» YOUR OBJECTIVE: Reproduce each line of the material that follows, word for word.

» TASK INPUTS:
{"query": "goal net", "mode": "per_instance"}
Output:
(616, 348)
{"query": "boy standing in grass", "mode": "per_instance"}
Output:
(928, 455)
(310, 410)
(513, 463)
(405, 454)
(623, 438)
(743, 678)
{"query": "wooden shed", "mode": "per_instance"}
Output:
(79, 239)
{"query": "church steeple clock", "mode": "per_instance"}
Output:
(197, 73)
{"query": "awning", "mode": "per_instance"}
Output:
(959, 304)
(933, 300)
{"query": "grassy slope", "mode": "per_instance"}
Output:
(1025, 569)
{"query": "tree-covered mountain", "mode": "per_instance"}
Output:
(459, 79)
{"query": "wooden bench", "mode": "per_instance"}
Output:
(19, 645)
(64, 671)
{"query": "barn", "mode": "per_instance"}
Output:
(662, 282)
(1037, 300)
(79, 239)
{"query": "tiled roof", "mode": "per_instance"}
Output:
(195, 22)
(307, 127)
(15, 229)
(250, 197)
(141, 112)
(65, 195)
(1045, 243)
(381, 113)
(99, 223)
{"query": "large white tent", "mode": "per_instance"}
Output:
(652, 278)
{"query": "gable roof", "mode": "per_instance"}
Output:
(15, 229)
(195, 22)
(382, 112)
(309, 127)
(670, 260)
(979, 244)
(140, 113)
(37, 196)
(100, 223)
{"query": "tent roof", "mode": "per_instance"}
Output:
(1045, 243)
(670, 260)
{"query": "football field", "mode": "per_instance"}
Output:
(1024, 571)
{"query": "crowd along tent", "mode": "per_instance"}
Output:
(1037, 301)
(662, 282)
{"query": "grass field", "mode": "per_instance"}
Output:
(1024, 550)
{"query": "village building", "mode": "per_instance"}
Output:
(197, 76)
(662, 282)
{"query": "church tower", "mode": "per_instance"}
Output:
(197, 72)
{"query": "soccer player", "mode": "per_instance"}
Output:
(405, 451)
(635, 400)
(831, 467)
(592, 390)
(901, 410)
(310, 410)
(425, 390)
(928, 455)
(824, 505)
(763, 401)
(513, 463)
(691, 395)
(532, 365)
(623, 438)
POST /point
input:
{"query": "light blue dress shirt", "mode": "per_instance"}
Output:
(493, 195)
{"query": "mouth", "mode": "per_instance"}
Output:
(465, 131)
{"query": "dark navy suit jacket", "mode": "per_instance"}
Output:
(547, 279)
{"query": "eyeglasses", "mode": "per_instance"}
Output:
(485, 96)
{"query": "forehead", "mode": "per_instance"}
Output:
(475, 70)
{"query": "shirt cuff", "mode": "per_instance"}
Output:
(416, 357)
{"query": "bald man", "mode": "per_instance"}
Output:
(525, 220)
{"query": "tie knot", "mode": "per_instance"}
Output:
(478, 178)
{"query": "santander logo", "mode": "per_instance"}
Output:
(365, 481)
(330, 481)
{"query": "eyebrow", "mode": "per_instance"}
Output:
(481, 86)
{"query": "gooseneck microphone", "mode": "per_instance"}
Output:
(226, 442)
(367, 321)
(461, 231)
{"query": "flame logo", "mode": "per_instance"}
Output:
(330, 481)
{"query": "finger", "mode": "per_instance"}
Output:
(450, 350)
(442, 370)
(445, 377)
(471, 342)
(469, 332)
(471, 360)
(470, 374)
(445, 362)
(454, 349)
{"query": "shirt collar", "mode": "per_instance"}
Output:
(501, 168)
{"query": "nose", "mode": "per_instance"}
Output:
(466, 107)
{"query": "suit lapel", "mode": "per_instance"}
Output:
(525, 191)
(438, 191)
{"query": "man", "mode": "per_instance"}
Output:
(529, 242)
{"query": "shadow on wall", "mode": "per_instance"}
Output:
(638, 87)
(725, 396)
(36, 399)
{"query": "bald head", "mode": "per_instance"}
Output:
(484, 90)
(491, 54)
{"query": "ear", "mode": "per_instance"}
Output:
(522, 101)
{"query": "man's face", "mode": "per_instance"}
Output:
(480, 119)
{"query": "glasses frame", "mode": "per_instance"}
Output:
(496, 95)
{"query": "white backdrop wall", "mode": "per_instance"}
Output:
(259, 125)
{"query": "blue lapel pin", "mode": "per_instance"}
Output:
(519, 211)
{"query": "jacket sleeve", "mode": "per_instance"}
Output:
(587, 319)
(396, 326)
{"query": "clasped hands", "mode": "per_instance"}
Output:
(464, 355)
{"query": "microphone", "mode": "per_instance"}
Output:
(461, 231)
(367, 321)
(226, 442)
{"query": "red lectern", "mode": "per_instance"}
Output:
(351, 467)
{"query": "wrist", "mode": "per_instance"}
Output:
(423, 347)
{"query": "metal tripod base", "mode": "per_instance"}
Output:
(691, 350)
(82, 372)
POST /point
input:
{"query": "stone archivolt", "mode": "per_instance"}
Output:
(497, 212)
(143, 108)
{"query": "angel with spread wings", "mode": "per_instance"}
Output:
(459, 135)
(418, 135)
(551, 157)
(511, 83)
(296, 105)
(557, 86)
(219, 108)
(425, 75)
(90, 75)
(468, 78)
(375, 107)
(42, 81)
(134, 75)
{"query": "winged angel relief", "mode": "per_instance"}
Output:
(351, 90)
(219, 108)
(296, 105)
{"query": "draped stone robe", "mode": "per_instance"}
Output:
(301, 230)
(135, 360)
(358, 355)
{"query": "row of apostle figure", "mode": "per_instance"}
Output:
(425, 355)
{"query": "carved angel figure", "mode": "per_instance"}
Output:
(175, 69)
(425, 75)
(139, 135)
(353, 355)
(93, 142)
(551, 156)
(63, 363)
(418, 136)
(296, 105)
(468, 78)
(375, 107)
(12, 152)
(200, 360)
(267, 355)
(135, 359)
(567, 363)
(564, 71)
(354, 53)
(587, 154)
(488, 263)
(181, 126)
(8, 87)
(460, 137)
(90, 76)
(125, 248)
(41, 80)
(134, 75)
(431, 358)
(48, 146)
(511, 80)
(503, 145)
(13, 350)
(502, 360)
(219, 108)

» OUTPUT OF THE TASK:
{"query": "goal net", "mode": "per_instance"}
Output:
(616, 348)
{"query": "boy standing in grass", "mode": "per_instance"}
Output:
(928, 455)
(310, 410)
(513, 463)
(405, 454)
(623, 438)
(743, 678)
{"query": "wooden shed", "mode": "per_instance"}
Output:
(79, 239)
{"query": "church steeple clock", "mode": "per_instance"}
Output:
(197, 73)
{"query": "awning", "mode": "per_instance"}
Output:
(959, 304)
(933, 300)
{"query": "grassy slope", "mode": "per_instance"}
Output:
(1025, 569)
{"query": "tree-covered mountain", "mode": "per_instance"}
Output:
(459, 79)
{"query": "wooden bench", "mode": "per_instance"}
Output:
(19, 645)
(64, 671)
{"query": "barn", "mode": "per_instance"}
Output:
(662, 282)
(1037, 300)
(79, 239)
{"query": "tiled roof", "mode": "per_instance"}
Output:
(195, 22)
(307, 127)
(15, 229)
(250, 197)
(141, 112)
(65, 195)
(1045, 243)
(381, 113)
(99, 223)
{"query": "large white tent", "mode": "per_instance"}
Output:
(652, 278)
{"query": "gable roof", "mode": "per_instance"}
Output:
(15, 229)
(195, 22)
(382, 112)
(309, 127)
(670, 260)
(979, 244)
(140, 113)
(37, 196)
(100, 223)
{"query": "tent roof", "mode": "per_instance"}
Output:
(1045, 243)
(670, 260)
{"query": "football field", "mode": "per_instance"}
Output:
(1024, 571)
{"query": "crowd along tent", "mode": "per_instance"}
Output:
(1037, 301)
(662, 282)
{"query": "grass field", "mode": "per_instance"}
Output:
(1024, 550)
{"query": "village building", "mode": "per_instance"}
Output:
(197, 76)
(662, 282)
{"query": "church tower", "mode": "per_instance"}
Output:
(197, 72)
{"query": "soccer player", "mode": "per_instance"}
Output:
(405, 451)
(635, 400)
(831, 467)
(592, 390)
(901, 410)
(310, 410)
(425, 390)
(928, 455)
(824, 505)
(763, 401)
(513, 463)
(691, 395)
(532, 365)
(623, 438)
POST /point
input:
{"query": "light blue dress shirt", "mode": "per_instance"}
Output:
(493, 195)
{"query": "mouth", "mode": "per_instance"}
Output:
(465, 131)
{"query": "dark navy suit jacket", "mode": "per_instance"}
Output:
(547, 279)
{"query": "eyeglasses", "mode": "per_instance"}
Output:
(485, 96)
{"query": "forehead", "mode": "per_instance"}
Output:
(475, 70)
{"query": "shirt cuff", "mode": "per_instance"}
Output:
(416, 357)
{"query": "bald man", "mode": "per_instance"}
Output:
(525, 220)
{"query": "tie knot", "mode": "per_instance"}
Output:
(478, 178)
{"query": "santander logo", "mode": "per_instance"}
Output:
(365, 481)
(330, 481)
{"query": "eyebrow", "mode": "per_instance"}
Output:
(481, 86)
{"query": "gooseneck microphone", "mode": "per_instance"}
Output:
(226, 442)
(367, 321)
(461, 231)
{"query": "flame logo", "mode": "per_instance"}
Output:
(330, 481)
{"query": "finger", "mode": "per_instance"}
Output:
(450, 350)
(442, 370)
(445, 377)
(471, 342)
(469, 332)
(471, 360)
(470, 374)
(445, 362)
(454, 349)
{"query": "shirt collar", "mode": "per_instance"}
Output:
(501, 168)
{"query": "nose", "mode": "per_instance"}
Output:
(466, 107)
{"query": "suit lapel", "mode": "per_instance"}
Output:
(525, 191)
(438, 191)
{"query": "man", "mode": "per_instance"}
Output:
(529, 242)
{"query": "shadow on wall", "mode": "per_instance"}
Output:
(638, 87)
(725, 396)
(36, 399)
{"query": "bald head", "mode": "per_instance"}
Output:
(484, 90)
(491, 54)
{"query": "ear", "mode": "per_instance"}
Output:
(522, 101)
{"query": "man's face", "mode": "per_instance"}
Output:
(480, 119)
{"query": "glasses frame", "mode": "per_instance"}
Output:
(496, 95)
{"query": "white backdrop wall", "mode": "per_instance"}
Output:
(259, 125)
{"query": "blue lapel pin", "mode": "per_instance"}
Output:
(519, 211)
{"query": "jacket sleeve", "mode": "per_instance"}
Output:
(587, 319)
(396, 326)
{"query": "clasped hands", "mode": "per_instance"}
Output:
(464, 355)
{"query": "microphone", "mode": "per_instance"}
Output:
(461, 231)
(367, 321)
(226, 442)
{"query": "red lectern", "mode": "per_instance"}
Output:
(351, 467)
{"query": "wrist", "mode": "per_instance"}
Output:
(423, 347)
{"query": "metal tripod base", "mode": "per_instance"}
Output:
(691, 350)
(82, 372)
POST /point
input:
{"query": "stone archivolt", "mode": "per_instance"}
Output:
(497, 212)
(143, 108)
{"query": "angel with spread wings", "mode": "per_instance"}
Output:
(459, 135)
(418, 135)
(551, 157)
(511, 83)
(296, 105)
(557, 86)
(219, 108)
(425, 75)
(90, 75)
(468, 78)
(375, 107)
(42, 81)
(134, 75)
{"query": "winged angel relief", "mode": "per_instance"}
Output:
(351, 90)
(219, 108)
(296, 105)
{"query": "draped stone robe", "mode": "per_instance"}
Output:
(301, 230)
(135, 360)
(358, 355)
{"query": "row of apostle figure", "mode": "per_instance"}
Output:
(425, 355)
{"query": "carved angel figure", "mode": "per_instance"}
Output:
(175, 69)
(425, 75)
(139, 135)
(353, 355)
(93, 142)
(551, 156)
(63, 363)
(418, 136)
(296, 105)
(468, 78)
(375, 107)
(12, 152)
(200, 360)
(267, 355)
(135, 359)
(567, 363)
(564, 71)
(354, 53)
(587, 154)
(488, 263)
(181, 126)
(8, 87)
(460, 137)
(90, 76)
(125, 248)
(41, 80)
(134, 75)
(431, 358)
(48, 146)
(511, 80)
(503, 145)
(13, 350)
(502, 360)
(219, 108)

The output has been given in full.